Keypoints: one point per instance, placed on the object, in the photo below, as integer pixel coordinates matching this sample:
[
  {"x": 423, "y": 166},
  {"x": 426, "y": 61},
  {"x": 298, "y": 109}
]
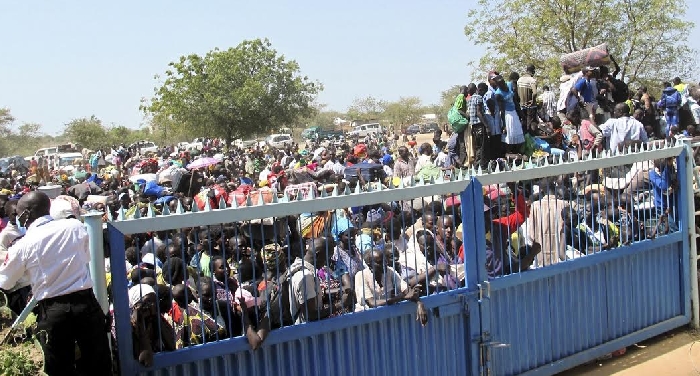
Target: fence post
[
  {"x": 689, "y": 199},
  {"x": 93, "y": 223}
]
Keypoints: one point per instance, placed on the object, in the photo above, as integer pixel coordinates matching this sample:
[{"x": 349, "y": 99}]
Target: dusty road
[{"x": 668, "y": 354}]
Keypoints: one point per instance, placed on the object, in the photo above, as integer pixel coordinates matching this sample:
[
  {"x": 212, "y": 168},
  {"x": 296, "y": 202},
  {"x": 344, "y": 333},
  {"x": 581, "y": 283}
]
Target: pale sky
[{"x": 69, "y": 59}]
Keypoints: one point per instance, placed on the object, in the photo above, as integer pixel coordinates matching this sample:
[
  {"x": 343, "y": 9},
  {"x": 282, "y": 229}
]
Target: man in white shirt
[
  {"x": 622, "y": 128},
  {"x": 18, "y": 295},
  {"x": 54, "y": 256},
  {"x": 305, "y": 297}
]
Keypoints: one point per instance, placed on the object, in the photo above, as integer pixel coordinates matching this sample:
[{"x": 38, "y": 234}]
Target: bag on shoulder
[
  {"x": 278, "y": 297},
  {"x": 672, "y": 101},
  {"x": 456, "y": 120},
  {"x": 587, "y": 138}
]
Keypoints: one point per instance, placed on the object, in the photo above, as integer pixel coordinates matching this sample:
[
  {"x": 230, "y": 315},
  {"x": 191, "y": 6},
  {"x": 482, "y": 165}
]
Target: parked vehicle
[
  {"x": 17, "y": 162},
  {"x": 145, "y": 146},
  {"x": 330, "y": 135},
  {"x": 277, "y": 141},
  {"x": 365, "y": 130},
  {"x": 310, "y": 133},
  {"x": 69, "y": 161},
  {"x": 242, "y": 144},
  {"x": 413, "y": 129},
  {"x": 430, "y": 128}
]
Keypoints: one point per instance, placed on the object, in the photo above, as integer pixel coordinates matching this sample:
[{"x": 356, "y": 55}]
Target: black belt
[{"x": 73, "y": 297}]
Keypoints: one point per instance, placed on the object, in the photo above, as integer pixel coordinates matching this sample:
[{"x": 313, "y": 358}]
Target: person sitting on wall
[{"x": 380, "y": 285}]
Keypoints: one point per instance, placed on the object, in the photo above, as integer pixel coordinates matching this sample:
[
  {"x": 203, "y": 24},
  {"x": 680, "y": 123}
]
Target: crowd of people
[{"x": 195, "y": 285}]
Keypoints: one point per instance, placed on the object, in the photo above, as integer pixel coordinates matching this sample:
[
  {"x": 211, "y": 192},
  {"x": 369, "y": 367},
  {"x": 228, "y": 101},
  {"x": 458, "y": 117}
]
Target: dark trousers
[
  {"x": 462, "y": 149},
  {"x": 479, "y": 143},
  {"x": 18, "y": 299},
  {"x": 69, "y": 319},
  {"x": 494, "y": 147},
  {"x": 531, "y": 122}
]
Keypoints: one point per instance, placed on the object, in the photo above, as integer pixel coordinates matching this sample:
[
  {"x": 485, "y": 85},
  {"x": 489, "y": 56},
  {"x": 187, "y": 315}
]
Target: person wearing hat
- - - - -
» **What is expected**: Please state how many lines in the rows above contain the string "person", and give only the number.

» **Final result**: 2